** START **
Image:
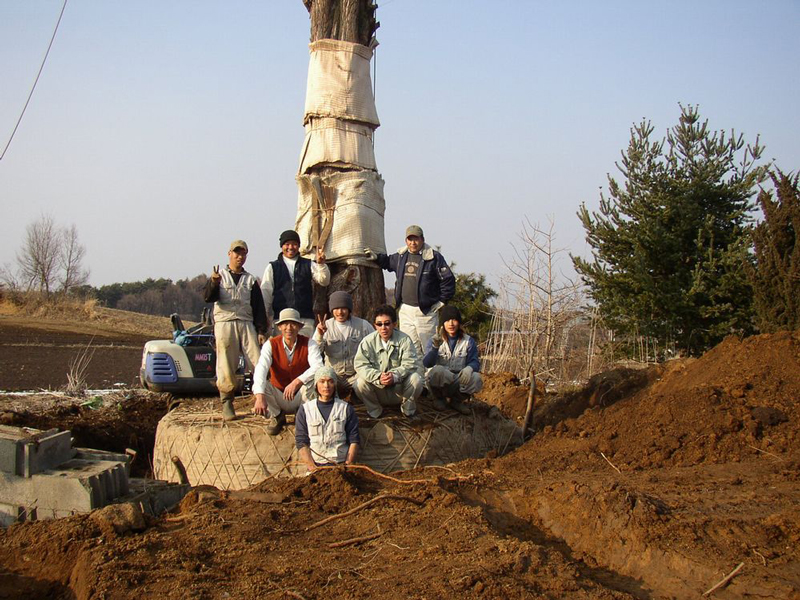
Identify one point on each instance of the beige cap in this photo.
(289, 314)
(414, 230)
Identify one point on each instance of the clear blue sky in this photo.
(165, 129)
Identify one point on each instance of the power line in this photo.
(44, 60)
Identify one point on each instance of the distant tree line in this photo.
(153, 296)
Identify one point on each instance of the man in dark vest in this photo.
(284, 376)
(287, 281)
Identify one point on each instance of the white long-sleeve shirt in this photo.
(261, 373)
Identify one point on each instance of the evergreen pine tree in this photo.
(669, 244)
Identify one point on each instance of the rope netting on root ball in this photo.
(194, 445)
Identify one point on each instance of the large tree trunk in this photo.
(349, 21)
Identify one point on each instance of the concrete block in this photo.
(156, 497)
(25, 452)
(76, 486)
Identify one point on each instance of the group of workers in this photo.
(310, 367)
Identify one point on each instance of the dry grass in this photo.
(76, 375)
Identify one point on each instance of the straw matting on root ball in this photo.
(237, 454)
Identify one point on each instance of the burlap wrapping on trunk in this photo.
(333, 142)
(339, 84)
(343, 213)
(238, 454)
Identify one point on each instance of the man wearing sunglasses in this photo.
(388, 364)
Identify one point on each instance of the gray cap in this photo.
(414, 230)
(324, 372)
(340, 299)
(289, 314)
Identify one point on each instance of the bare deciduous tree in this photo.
(39, 257)
(72, 252)
(50, 259)
(537, 308)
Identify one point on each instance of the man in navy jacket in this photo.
(424, 284)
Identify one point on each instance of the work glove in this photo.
(215, 276)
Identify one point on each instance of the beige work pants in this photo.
(404, 393)
(469, 382)
(234, 338)
(418, 326)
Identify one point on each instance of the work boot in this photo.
(413, 419)
(275, 424)
(228, 412)
(457, 405)
(453, 392)
(439, 402)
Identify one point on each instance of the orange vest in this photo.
(281, 373)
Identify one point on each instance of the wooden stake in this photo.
(359, 507)
(358, 540)
(725, 579)
(528, 421)
(612, 464)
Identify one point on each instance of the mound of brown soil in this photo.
(738, 400)
(647, 484)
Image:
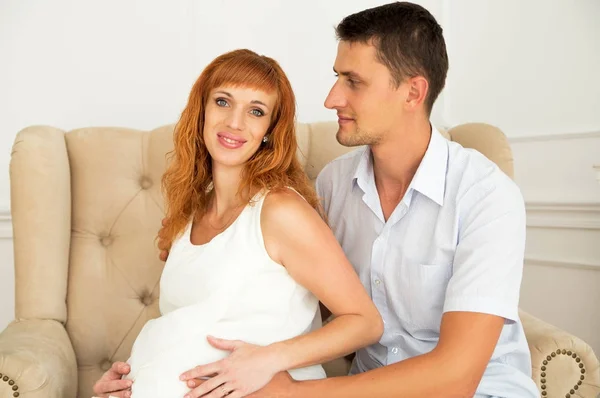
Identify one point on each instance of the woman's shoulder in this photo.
(286, 207)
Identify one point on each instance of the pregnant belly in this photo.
(176, 342)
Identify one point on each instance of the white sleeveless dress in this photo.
(229, 288)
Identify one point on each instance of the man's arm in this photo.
(482, 295)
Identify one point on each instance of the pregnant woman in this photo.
(251, 257)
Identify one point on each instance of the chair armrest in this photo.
(562, 364)
(37, 360)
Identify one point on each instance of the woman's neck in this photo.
(226, 184)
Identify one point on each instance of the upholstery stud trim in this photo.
(10, 382)
(568, 354)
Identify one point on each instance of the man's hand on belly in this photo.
(111, 383)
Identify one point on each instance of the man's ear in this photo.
(418, 87)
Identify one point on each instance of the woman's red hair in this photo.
(188, 177)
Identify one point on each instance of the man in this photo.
(436, 232)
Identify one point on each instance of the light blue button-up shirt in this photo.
(454, 243)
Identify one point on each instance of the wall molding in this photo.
(553, 136)
(563, 215)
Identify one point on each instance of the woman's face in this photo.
(236, 120)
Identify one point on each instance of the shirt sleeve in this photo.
(488, 262)
(323, 187)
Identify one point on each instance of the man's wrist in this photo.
(277, 353)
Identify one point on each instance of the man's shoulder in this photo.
(471, 176)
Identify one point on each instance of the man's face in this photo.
(367, 102)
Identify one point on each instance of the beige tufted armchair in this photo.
(86, 207)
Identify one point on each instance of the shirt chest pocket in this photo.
(424, 291)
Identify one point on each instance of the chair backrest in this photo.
(86, 208)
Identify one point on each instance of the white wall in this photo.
(527, 67)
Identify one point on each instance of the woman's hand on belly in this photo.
(247, 369)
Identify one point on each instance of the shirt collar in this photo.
(430, 177)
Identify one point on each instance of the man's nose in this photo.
(335, 99)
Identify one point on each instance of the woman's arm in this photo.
(296, 237)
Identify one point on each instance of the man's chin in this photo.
(347, 139)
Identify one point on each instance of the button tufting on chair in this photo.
(145, 183)
(146, 299)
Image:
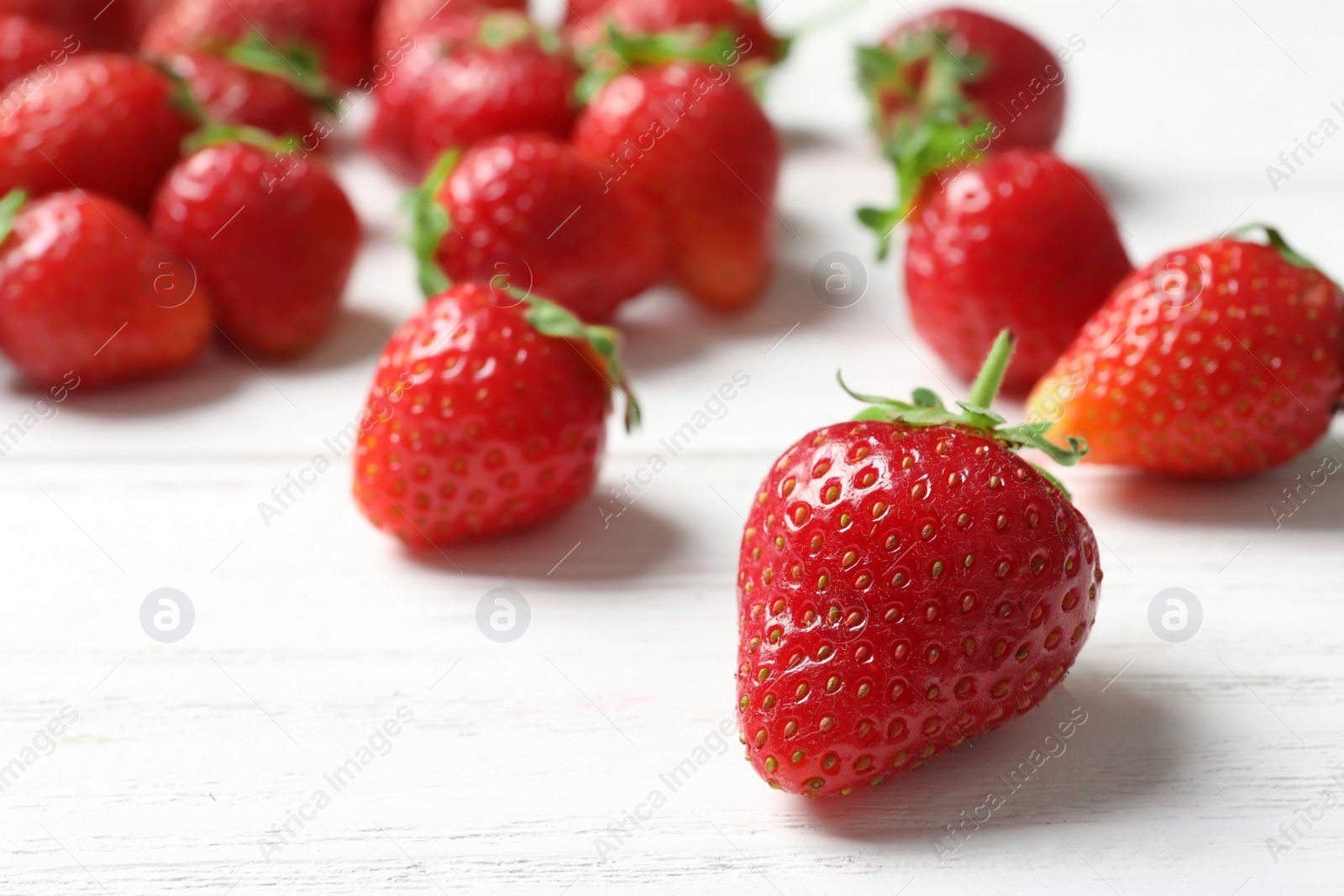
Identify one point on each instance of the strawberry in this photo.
(905, 582)
(336, 33)
(1213, 362)
(484, 417)
(275, 253)
(580, 11)
(24, 45)
(235, 94)
(93, 23)
(996, 71)
(87, 288)
(108, 123)
(402, 19)
(694, 140)
(694, 19)
(1018, 241)
(488, 74)
(528, 211)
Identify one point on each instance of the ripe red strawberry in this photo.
(905, 582)
(275, 253)
(1018, 241)
(580, 11)
(696, 141)
(339, 33)
(470, 78)
(108, 123)
(234, 94)
(1001, 74)
(1213, 362)
(24, 45)
(87, 288)
(699, 19)
(484, 417)
(401, 19)
(528, 211)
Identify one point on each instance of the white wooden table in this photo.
(181, 765)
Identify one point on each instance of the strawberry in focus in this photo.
(1213, 362)
(487, 414)
(528, 211)
(87, 288)
(1018, 241)
(273, 251)
(905, 582)
(692, 140)
(999, 73)
(470, 78)
(111, 123)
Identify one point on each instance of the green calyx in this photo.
(429, 222)
(215, 134)
(927, 409)
(617, 51)
(600, 345)
(506, 27)
(941, 128)
(10, 208)
(179, 94)
(297, 65)
(1274, 238)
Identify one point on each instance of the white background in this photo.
(312, 631)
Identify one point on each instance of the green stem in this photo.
(10, 208)
(1277, 241)
(992, 374)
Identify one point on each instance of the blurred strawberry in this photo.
(275, 253)
(1018, 241)
(528, 211)
(483, 418)
(96, 24)
(405, 19)
(580, 11)
(996, 71)
(336, 33)
(112, 123)
(237, 94)
(1213, 362)
(696, 144)
(24, 45)
(470, 78)
(87, 288)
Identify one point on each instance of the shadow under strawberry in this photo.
(207, 380)
(1122, 752)
(1304, 495)
(664, 331)
(573, 547)
(356, 336)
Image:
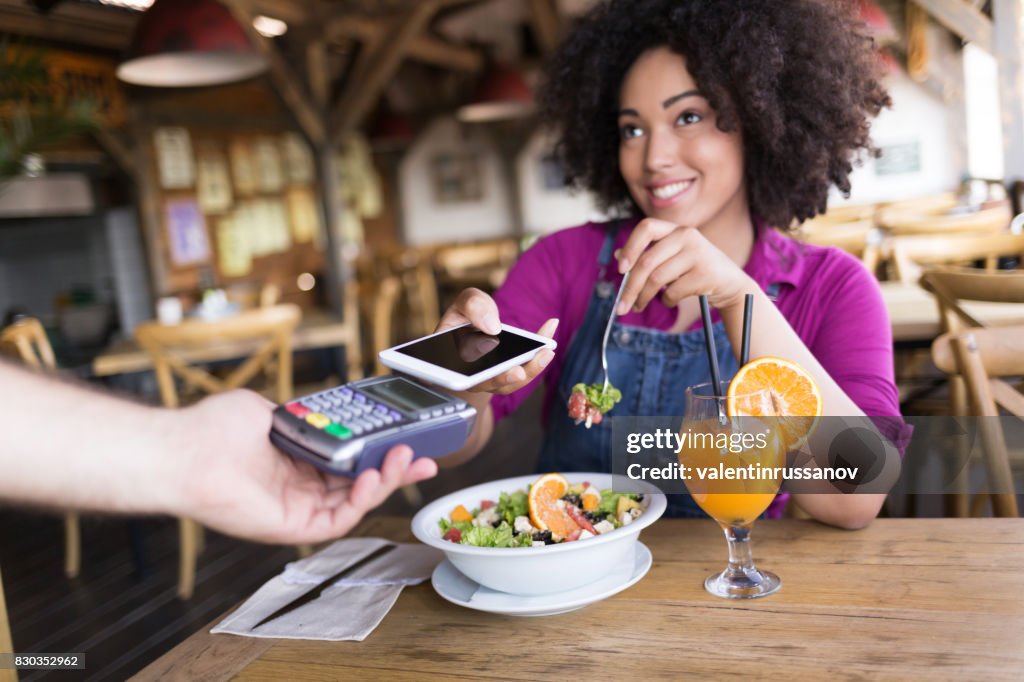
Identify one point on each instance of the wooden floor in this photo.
(123, 619)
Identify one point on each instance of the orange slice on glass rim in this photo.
(791, 397)
(546, 512)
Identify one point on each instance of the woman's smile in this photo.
(665, 194)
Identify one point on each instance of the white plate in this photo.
(458, 589)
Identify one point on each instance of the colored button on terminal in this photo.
(339, 431)
(297, 409)
(317, 420)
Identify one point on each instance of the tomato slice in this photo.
(580, 519)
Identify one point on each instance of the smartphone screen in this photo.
(468, 350)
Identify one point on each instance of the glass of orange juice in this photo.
(732, 469)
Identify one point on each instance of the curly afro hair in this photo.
(799, 78)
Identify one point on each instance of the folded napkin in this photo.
(349, 609)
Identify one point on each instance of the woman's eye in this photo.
(688, 118)
(629, 131)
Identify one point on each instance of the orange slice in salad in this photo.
(545, 511)
(790, 394)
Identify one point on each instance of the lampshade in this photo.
(390, 129)
(184, 43)
(877, 20)
(501, 94)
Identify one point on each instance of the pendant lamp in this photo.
(188, 43)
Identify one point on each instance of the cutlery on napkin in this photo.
(346, 608)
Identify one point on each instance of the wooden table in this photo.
(903, 599)
(914, 312)
(317, 330)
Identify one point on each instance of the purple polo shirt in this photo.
(829, 299)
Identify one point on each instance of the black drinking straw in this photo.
(716, 378)
(744, 352)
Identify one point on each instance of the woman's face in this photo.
(678, 165)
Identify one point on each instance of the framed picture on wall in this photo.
(552, 173)
(457, 177)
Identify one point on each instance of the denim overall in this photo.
(651, 369)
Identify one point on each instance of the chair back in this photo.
(861, 238)
(951, 286)
(6, 644)
(984, 357)
(263, 336)
(28, 340)
(986, 221)
(485, 261)
(911, 254)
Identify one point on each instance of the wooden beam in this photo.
(1009, 42)
(75, 24)
(286, 82)
(122, 154)
(317, 72)
(547, 24)
(364, 89)
(421, 48)
(963, 18)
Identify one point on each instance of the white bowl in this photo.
(535, 570)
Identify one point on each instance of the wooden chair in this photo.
(989, 220)
(861, 238)
(951, 288)
(28, 340)
(482, 264)
(6, 644)
(265, 335)
(847, 213)
(909, 209)
(911, 254)
(984, 356)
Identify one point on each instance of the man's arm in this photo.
(69, 446)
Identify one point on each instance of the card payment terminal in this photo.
(349, 428)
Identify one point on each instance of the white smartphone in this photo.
(463, 356)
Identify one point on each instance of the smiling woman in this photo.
(704, 127)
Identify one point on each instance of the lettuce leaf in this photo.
(445, 524)
(603, 401)
(500, 537)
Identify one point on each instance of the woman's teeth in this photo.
(670, 190)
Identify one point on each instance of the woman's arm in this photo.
(477, 308)
(775, 337)
(681, 263)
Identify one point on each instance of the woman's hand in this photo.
(478, 309)
(680, 263)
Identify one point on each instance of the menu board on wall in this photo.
(233, 201)
(233, 254)
(186, 232)
(243, 167)
(303, 214)
(298, 159)
(213, 184)
(269, 171)
(174, 158)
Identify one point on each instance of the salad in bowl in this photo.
(535, 536)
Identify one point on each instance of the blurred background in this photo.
(196, 162)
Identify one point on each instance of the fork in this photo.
(607, 332)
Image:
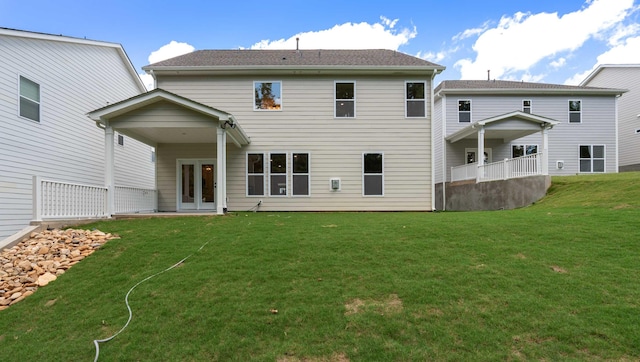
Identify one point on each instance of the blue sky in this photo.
(538, 40)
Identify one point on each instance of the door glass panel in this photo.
(207, 183)
(188, 184)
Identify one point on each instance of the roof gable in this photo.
(506, 87)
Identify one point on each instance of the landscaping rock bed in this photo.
(41, 258)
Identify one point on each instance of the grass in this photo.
(555, 281)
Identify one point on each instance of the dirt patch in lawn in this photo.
(390, 305)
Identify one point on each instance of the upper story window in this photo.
(575, 111)
(464, 110)
(345, 98)
(526, 106)
(29, 99)
(416, 102)
(267, 96)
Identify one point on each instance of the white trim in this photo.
(263, 174)
(592, 158)
(335, 100)
(308, 174)
(524, 145)
(254, 101)
(197, 186)
(423, 100)
(569, 111)
(489, 152)
(374, 174)
(39, 102)
(286, 174)
(470, 110)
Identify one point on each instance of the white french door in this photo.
(196, 184)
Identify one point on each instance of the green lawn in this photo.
(559, 280)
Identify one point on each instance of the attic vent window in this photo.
(268, 96)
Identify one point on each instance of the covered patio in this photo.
(190, 139)
(504, 128)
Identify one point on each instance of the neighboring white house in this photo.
(623, 76)
(571, 129)
(294, 130)
(47, 85)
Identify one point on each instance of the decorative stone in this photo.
(46, 278)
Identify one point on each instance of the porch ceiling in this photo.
(159, 116)
(506, 127)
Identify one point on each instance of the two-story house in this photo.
(47, 85)
(623, 76)
(480, 126)
(285, 130)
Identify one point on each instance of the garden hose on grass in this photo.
(97, 342)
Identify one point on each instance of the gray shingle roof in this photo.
(289, 58)
(506, 85)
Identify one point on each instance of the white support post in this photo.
(545, 151)
(109, 177)
(221, 158)
(37, 198)
(480, 155)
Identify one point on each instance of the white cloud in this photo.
(171, 50)
(625, 53)
(167, 51)
(381, 35)
(148, 80)
(519, 42)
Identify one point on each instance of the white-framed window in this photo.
(29, 99)
(416, 104)
(300, 174)
(255, 174)
(523, 150)
(345, 99)
(471, 155)
(277, 174)
(267, 95)
(575, 111)
(373, 174)
(592, 158)
(464, 110)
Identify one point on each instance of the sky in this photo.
(549, 41)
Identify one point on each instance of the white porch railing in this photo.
(508, 168)
(65, 200)
(133, 199)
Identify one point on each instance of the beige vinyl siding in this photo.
(625, 77)
(65, 145)
(597, 128)
(306, 123)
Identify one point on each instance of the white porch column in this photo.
(545, 150)
(480, 155)
(221, 171)
(109, 177)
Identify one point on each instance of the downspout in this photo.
(443, 115)
(617, 136)
(433, 158)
** END **
## [Written request]
Lines from the one containing "Identify one point on each instance of the garden" through the final line are to be given again verbatim, with nothing before or after.

## [The result]
Identify one point on each instance of the garden hose on grass in this photo.
(97, 342)
Identify one point on each instance of the gray shingle roof in this photo.
(289, 58)
(506, 85)
Identify one point on each instance of the white support post in this photo.
(545, 151)
(109, 177)
(221, 158)
(37, 198)
(480, 155)
Identify one point on each instance of the white cloud in this photo.
(171, 50)
(625, 53)
(167, 51)
(381, 35)
(148, 80)
(519, 42)
Identify one point on each instance of the white-framed window in this photo.
(29, 99)
(416, 104)
(300, 174)
(255, 174)
(523, 150)
(345, 99)
(471, 155)
(277, 174)
(267, 95)
(575, 111)
(373, 174)
(592, 158)
(464, 110)
Identify one point on each instance of the sky in this photo.
(549, 41)
Identify one point on each instance of the white porch railing in this photo.
(508, 168)
(65, 200)
(133, 199)
Identify one point on each instance of the beige vinyl siding in this photo.
(625, 77)
(65, 145)
(597, 128)
(306, 123)
Identify one point on each instance of the white porch column in this photo.
(545, 150)
(480, 155)
(221, 171)
(109, 177)
Identify one point on each instance of the downspout in this photo.
(443, 115)
(617, 136)
(433, 158)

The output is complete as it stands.